_WHAT THE TASK REQUIRES_
Copy out every item below word for word, omitting the pictures.

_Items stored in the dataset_

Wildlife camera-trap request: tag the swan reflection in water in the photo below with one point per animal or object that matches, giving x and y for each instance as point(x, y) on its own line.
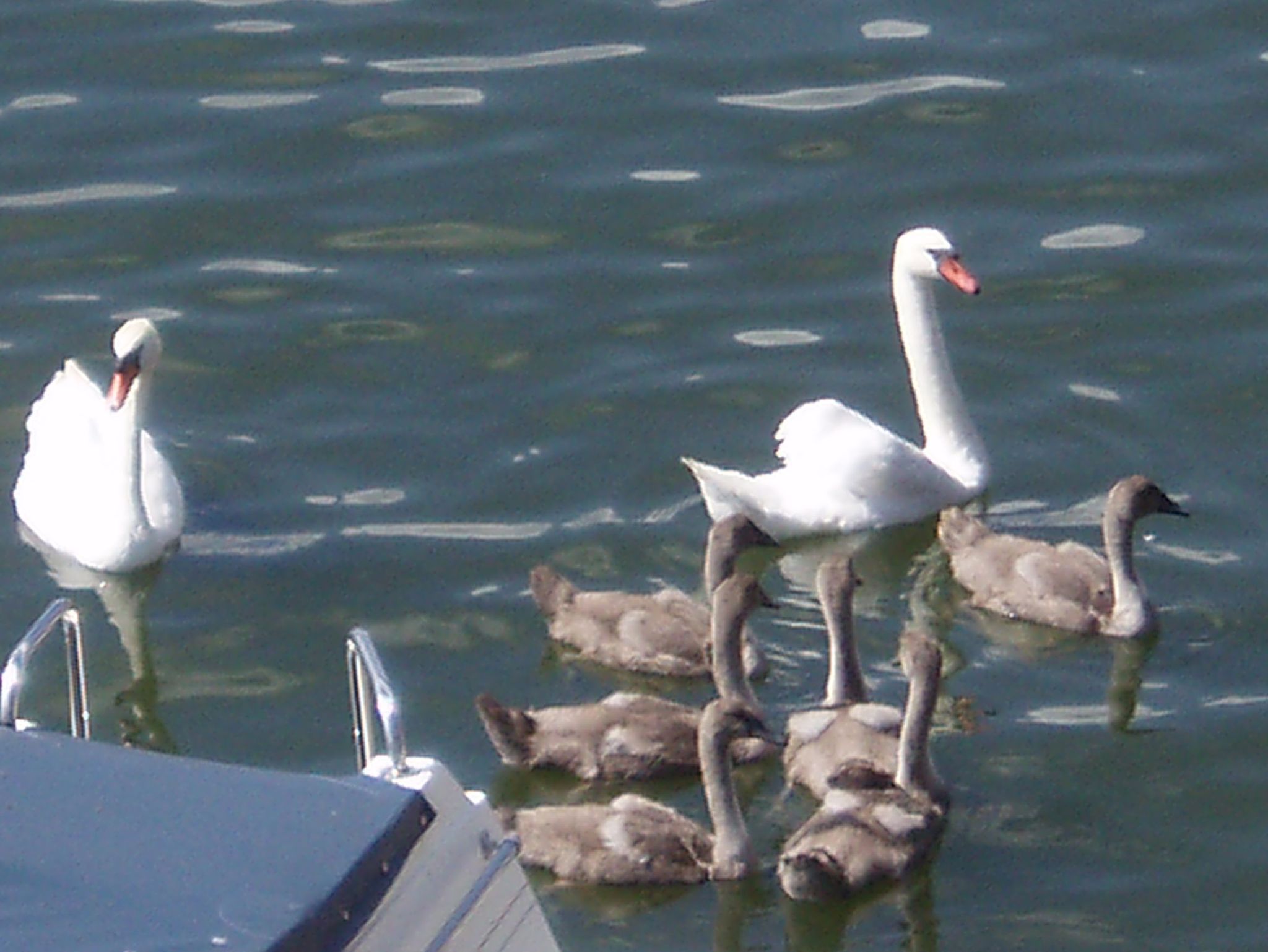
point(123, 597)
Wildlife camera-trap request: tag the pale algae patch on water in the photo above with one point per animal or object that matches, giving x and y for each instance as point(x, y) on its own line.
point(706, 235)
point(399, 126)
point(448, 237)
point(380, 330)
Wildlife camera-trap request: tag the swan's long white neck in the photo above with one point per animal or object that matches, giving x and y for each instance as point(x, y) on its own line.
point(1132, 613)
point(950, 438)
point(846, 683)
point(129, 424)
point(733, 850)
point(914, 772)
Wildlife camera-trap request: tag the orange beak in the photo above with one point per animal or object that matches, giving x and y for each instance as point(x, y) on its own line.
point(959, 275)
point(121, 383)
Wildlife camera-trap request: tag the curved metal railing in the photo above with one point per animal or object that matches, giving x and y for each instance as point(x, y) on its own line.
point(13, 678)
point(373, 699)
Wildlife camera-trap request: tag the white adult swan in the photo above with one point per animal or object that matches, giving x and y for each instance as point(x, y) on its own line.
point(842, 472)
point(93, 485)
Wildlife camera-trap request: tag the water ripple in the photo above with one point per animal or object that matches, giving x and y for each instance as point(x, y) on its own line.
point(894, 30)
point(251, 547)
point(104, 192)
point(1095, 236)
point(258, 266)
point(256, 100)
point(1096, 393)
point(778, 337)
point(435, 95)
point(254, 27)
point(472, 532)
point(665, 175)
point(566, 56)
point(814, 99)
point(42, 100)
point(147, 313)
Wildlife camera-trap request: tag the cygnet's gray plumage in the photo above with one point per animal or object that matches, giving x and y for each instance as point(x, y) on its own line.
point(632, 735)
point(873, 828)
point(635, 839)
point(666, 633)
point(1066, 586)
point(846, 728)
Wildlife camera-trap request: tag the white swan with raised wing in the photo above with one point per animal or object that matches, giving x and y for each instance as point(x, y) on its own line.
point(93, 485)
point(842, 472)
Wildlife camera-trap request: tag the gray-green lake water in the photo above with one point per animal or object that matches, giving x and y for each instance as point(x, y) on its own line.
point(448, 288)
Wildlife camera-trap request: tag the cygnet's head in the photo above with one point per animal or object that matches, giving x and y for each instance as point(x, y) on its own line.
point(738, 595)
point(1138, 496)
point(728, 540)
point(836, 578)
point(137, 349)
point(918, 652)
point(729, 719)
point(927, 253)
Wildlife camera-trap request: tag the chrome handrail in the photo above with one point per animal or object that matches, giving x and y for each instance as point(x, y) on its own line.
point(367, 678)
point(13, 678)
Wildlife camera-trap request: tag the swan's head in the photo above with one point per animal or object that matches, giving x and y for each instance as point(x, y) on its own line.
point(1138, 496)
point(729, 719)
point(137, 349)
point(927, 253)
point(737, 595)
point(918, 653)
point(728, 540)
point(836, 577)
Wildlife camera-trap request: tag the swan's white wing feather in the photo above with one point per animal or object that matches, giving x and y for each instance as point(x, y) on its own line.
point(74, 476)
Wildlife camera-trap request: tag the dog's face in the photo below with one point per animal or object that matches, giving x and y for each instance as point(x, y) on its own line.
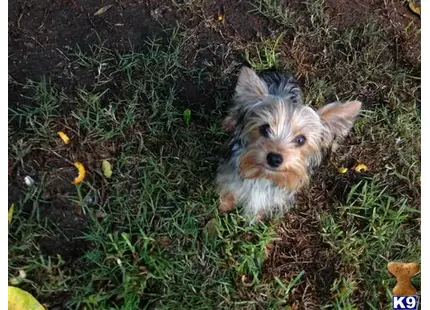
point(284, 139)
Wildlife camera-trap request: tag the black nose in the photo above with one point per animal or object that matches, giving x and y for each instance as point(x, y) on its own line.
point(274, 160)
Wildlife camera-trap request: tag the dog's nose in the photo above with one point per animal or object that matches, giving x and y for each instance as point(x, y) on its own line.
point(274, 159)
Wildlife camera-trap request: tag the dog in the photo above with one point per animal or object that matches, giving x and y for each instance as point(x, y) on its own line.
point(276, 142)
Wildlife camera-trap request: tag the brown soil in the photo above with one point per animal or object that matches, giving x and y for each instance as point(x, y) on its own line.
point(43, 33)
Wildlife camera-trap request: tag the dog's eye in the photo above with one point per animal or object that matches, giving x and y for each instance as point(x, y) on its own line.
point(300, 140)
point(265, 130)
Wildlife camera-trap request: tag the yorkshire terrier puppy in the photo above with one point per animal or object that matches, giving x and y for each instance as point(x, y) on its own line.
point(276, 142)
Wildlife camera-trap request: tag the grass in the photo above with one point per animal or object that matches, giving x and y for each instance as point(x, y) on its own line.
point(150, 236)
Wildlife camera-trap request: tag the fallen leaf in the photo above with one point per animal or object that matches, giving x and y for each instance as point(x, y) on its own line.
point(210, 228)
point(103, 10)
point(106, 168)
point(342, 170)
point(187, 116)
point(64, 137)
point(19, 299)
point(10, 213)
point(361, 168)
point(81, 173)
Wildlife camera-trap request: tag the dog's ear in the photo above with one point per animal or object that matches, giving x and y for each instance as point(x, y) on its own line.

_PROBLEM SOLUTION_
Wildlife camera-trap request: tag the swan reflection in water in the photo below with one point per animal or object that matches, giving x and y for each instance as point(x, y) on its own line.
point(123, 597)
Wildlife camera-trap request: tag the pale algae patch on water in the photo above with one point per animal or object that matches, giving x and y for each instance as point(x, y) on its own line.
point(706, 235)
point(399, 126)
point(448, 237)
point(380, 330)
Wildlife camera-trap request: tag the swan's long white neck in the photo above with one point per animal or object that matches, giving x and y for each instance as point(x, y) on its own line.
point(1132, 613)
point(950, 438)
point(846, 683)
point(129, 424)
point(733, 850)
point(914, 772)
Wildlife camera-trap request: tag the orange beak in the photo above with one point per animal or object that matches, giving x and y for each instance as point(x, y) on its own line.
point(959, 275)
point(121, 383)
Wildlife camera-trap request: tag the curved metal railing in the photo above with one point per animal or object that matches, giving x and y for each instance as point(x, y) on its own line.
point(13, 678)
point(373, 699)
Wildlife camera-trap request: tag the white adult swan in the photo above with one point per animal or object that matches, giving x and y for each instance as point(x, y) on its own line.
point(842, 472)
point(93, 485)
Wildlife camera-trap request: tag the water ripple in the photo above with one point per animal or object that matches, giving x and y for each instance as point(x, y) on its own line.
point(894, 30)
point(251, 547)
point(104, 192)
point(1095, 236)
point(258, 266)
point(256, 100)
point(1096, 393)
point(778, 337)
point(435, 95)
point(254, 27)
point(472, 532)
point(665, 175)
point(566, 56)
point(814, 99)
point(42, 100)
point(147, 313)
Wildlife camera-trap request: tag the cygnet's gray plumage in the photo above with one point per animal or object that matches, giving x and y for each instance as point(x, y) on its own line.
point(632, 735)
point(873, 828)
point(635, 839)
point(666, 633)
point(1066, 586)
point(846, 728)
Wildlife camera-trap request: tag the white swan with raised wing in the photo above with one point per animal or object that matches, giving x and y for each instance as point(x, y) on its own line.
point(93, 485)
point(842, 472)
Wildlife camera-trap request: tag the gray-green lake water in the photo above with one point per animal or object that matches, giving x and y for each instance as point(x, y) on its own line.
point(448, 288)
Wildlife camera-trap request: tag the cygnet's head in the photo above with one point per animal or object that matches, giving x and y for each instance as point(x, y) on its own line.
point(738, 595)
point(1138, 496)
point(728, 540)
point(836, 578)
point(137, 349)
point(918, 652)
point(729, 719)
point(927, 253)
Wildlife camera-trap request: tag the chrome handrail in the photo above with one point per animal or object that matches, giving x and y for each instance as point(x, y) on its own line.
point(367, 678)
point(13, 678)
Wildlife camera-trap request: tag the swan's head in the photo above with one point per animal or object that matches, giving x and y for each instance as point(x, y) on its own line.
point(1138, 496)
point(729, 719)
point(137, 349)
point(927, 253)
point(737, 595)
point(918, 653)
point(728, 540)
point(836, 577)
Wildlife camera-trap request: tag the swan's white wing feather in the photo above with one point per animal or object that matches, giving x and y for each instance as point(x, y) on its own line.
point(74, 476)
Wildlife camera-trap request: tag the dog's face in the photo below with one point per animal or object that matches, giving x and y for each instance as point(x, y) on its own line.
point(284, 139)
Wildlife camera-trap request: tag the black nose in the photo above with one point per animal or object that matches, giving x and y for each instance as point(x, y) on its own line.
point(274, 160)
Wildlife camera-trap request: tag the dog's nose in the photo above with one point per animal or object that matches, giving x and y for each instance as point(x, y) on its own line.
point(274, 159)
Wildlife camera-trap request: tag the dog in the photo above with one point per animal or object that matches, giving x and y for each instance as point(x, y) on its own line.
point(276, 142)
Wildlife camera-trap request: tag the brown soil in the photo above with one point per animal or object that matches, giving x and y for each instance as point(x, y) on its own line.
point(43, 33)
Wildlife camera-trap request: tag the dog's eye in the photo above with one point per animal or object that matches, giving x and y for each instance as point(x, y) on its own line.
point(300, 140)
point(265, 130)
Wildlife camera-trap request: tag the yorkshire terrier puppy in the photo above with one point per animal or object that matches, giving x and y for each instance as point(x, y) on its own line.
point(276, 142)
Wildlife camera-trap request: tag the grass in the photo above with one point per animal or object that matches, giving x and y for each instance as point(x, y) on its own line.
point(150, 236)
Wildlife camera-trap request: tag the fallen leaf in the photo above with one point per animal or object that matches, giving x and y for each instance as point(x, y) on its own line.
point(210, 228)
point(103, 10)
point(106, 168)
point(342, 170)
point(187, 116)
point(64, 137)
point(19, 299)
point(10, 213)
point(361, 168)
point(81, 173)
Wildlife camera-trap request: tag the dog's ear in the photo above with one point per animal or object that matches, giving x and y for each instance as point(x, y) on its own line.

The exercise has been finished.